— BEGIN —

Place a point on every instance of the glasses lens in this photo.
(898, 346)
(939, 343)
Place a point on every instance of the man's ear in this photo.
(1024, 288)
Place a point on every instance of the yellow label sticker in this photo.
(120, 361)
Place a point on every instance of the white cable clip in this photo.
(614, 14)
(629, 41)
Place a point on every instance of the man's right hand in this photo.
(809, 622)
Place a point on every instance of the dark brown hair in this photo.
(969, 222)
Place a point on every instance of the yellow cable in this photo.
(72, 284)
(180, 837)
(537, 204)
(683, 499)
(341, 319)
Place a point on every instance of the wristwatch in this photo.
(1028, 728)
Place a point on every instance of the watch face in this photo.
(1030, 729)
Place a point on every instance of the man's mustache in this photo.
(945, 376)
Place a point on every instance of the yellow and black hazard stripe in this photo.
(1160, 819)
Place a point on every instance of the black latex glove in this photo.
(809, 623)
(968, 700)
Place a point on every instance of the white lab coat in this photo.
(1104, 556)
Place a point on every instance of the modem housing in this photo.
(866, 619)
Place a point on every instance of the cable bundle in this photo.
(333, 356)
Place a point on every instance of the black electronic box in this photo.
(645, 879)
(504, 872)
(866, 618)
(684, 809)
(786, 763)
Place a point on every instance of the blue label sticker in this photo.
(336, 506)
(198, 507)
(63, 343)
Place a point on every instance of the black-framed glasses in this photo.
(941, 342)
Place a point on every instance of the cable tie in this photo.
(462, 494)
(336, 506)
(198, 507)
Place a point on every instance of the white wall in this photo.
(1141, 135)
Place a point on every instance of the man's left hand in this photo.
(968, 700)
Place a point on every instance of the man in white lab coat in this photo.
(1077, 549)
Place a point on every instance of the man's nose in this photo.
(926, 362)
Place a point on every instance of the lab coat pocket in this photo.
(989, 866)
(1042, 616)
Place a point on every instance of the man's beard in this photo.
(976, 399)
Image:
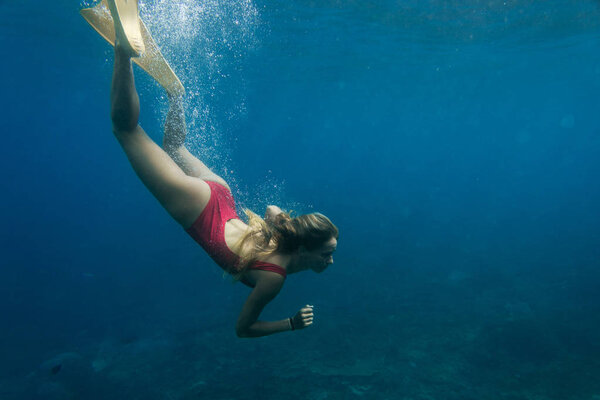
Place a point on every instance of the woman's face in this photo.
(319, 259)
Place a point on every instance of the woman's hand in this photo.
(303, 318)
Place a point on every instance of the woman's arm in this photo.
(266, 289)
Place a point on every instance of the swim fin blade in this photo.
(152, 61)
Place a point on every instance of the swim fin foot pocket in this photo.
(127, 25)
(150, 59)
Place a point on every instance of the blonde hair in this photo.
(282, 233)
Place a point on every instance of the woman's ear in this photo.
(272, 212)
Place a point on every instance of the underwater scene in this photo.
(455, 145)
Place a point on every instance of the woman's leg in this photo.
(184, 197)
(174, 144)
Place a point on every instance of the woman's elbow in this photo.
(242, 332)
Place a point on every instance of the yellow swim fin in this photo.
(152, 61)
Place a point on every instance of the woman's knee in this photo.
(123, 124)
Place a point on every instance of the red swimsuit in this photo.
(209, 231)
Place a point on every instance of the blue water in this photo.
(455, 144)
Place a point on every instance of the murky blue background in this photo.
(455, 144)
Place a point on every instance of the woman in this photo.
(260, 253)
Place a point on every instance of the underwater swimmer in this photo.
(261, 253)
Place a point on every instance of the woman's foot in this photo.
(127, 26)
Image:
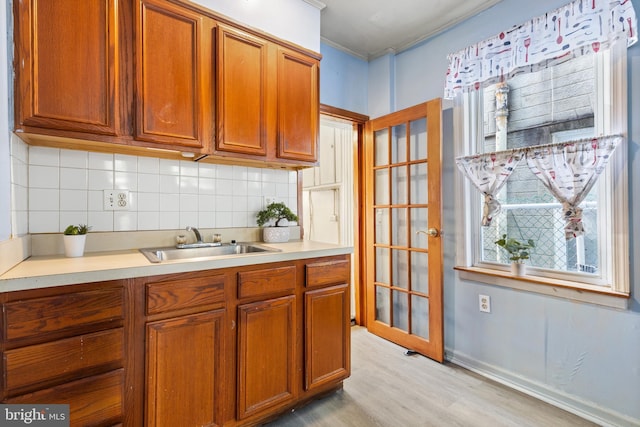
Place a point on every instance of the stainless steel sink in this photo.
(172, 253)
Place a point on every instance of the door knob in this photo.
(433, 232)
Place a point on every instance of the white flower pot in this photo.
(74, 245)
(518, 268)
(275, 234)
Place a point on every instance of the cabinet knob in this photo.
(433, 232)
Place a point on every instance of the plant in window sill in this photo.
(275, 212)
(74, 240)
(518, 252)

— END —

→ **Exercise directions**
Copy all of the data above word for word, leaving out the pictures.

→ **Output of the task**
Place a point on every instance of the glasses lens in this photo.
(898, 346)
(939, 343)
Place a point on every instance of the man's ear in this photo.
(1024, 288)
Place a point on every instance of the yellow label sticker in this photo.
(120, 361)
Place a point on every instance of the white cable clip in this photo.
(614, 14)
(629, 41)
Place a point on every instance of the man's right hand in this photo.
(809, 622)
Place a point on every instance of the dark brown hair in this photo.
(969, 222)
Place a point on every instance of the yellow cable in this photo.
(72, 284)
(180, 837)
(537, 204)
(683, 499)
(341, 319)
Place a point on every instance of the wristwatch in this photo.
(1028, 728)
Place a point on every instance of the watch face in this photo.
(1030, 729)
Place a point on every instance of the man's mustache in this photo.
(945, 376)
Place a point on every instance of the yellow and black hazard stripe in this photo.
(1160, 819)
Place a point on every instance of the black latex glove in this photo.
(809, 623)
(968, 700)
Place a point on every instance of the white lab coat in this photo.
(1104, 556)
Place a point on every instance of the modem housing in this photo.
(866, 619)
Place a point on every instance of the cable bundle in this photo.
(333, 356)
Place a point on every instance of the black electronic box in this photo.
(645, 879)
(504, 872)
(866, 618)
(684, 809)
(786, 763)
Place a point on every instance of the blue label sticker in this photo.
(336, 506)
(198, 507)
(63, 343)
Place a point on every instance of the black-framed glasses in this photo.
(941, 342)
Place a point on every instance of the cable tie in this photo.
(462, 494)
(336, 506)
(198, 507)
Place a point on every instance of the white wall in this photo.
(1141, 135)
Place a point on every instance of the man's left hand in this photo.
(968, 700)
Place a point on every instance of the man in white lab coat in this photo.
(1077, 549)
Place a point on every instance of the man's nose in this photo.
(926, 362)
Place a point on every instance of the lab coat pocket in this photo.
(989, 866)
(1042, 616)
Place a point on every instance of the man's beard in this photo.
(976, 399)
Image:
Place a point on every instance of the woman's face in this photo.
(319, 259)
Place a point on every instance of the woman's hand in this photo.
(303, 318)
Place a point on every instance of the woman's arm in this photo.
(266, 289)
Place a point on every instance of the swim fin blade in this photo.
(152, 61)
Place a point on every instance of the swim fin foot pocket in this photo.
(127, 25)
(150, 59)
Place a point on every instance of the blonde hair in this photo.
(282, 233)
Place a point on every instance of the woman's ear in this photo.
(272, 212)
Place a point on every instance of the underwater scene in this photo.
(455, 145)
Place a point on every instance of the woman's leg in this photo.
(184, 197)
(174, 144)
Place a point on every instance of the woman's elbow in this photo.
(242, 332)
Place a point on every instance of the yellow swim fin in this photo.
(152, 61)
Place a point on every instance of the woman's knee in this photo.
(123, 124)
Place a point on every instance of the red swimsuit in this photo.
(209, 231)
Place a point on every instance of the blue water in this photo.
(455, 144)
Place a point on every instance of the murky blue background in this photo.
(455, 144)
Place a point on every instance of the woman in this photo.
(260, 253)
Place a point on every instance of the underwater swimmer in this photo.
(261, 253)
Place a point on every instance of the woman's foot in this photo.
(127, 26)
Image:
Place a point on every instance of the stainless steel sink in this photo.
(172, 253)
Place a point on every instance of the door knob in this photo.
(433, 232)
Place a point on every instance of the white flower pot in this photo.
(74, 245)
(518, 268)
(275, 234)
Place a point on every instance of the cabinet knob in this photo.
(433, 232)
Place a point on every instance of the plant in window sill in this photo.
(275, 212)
(74, 240)
(518, 252)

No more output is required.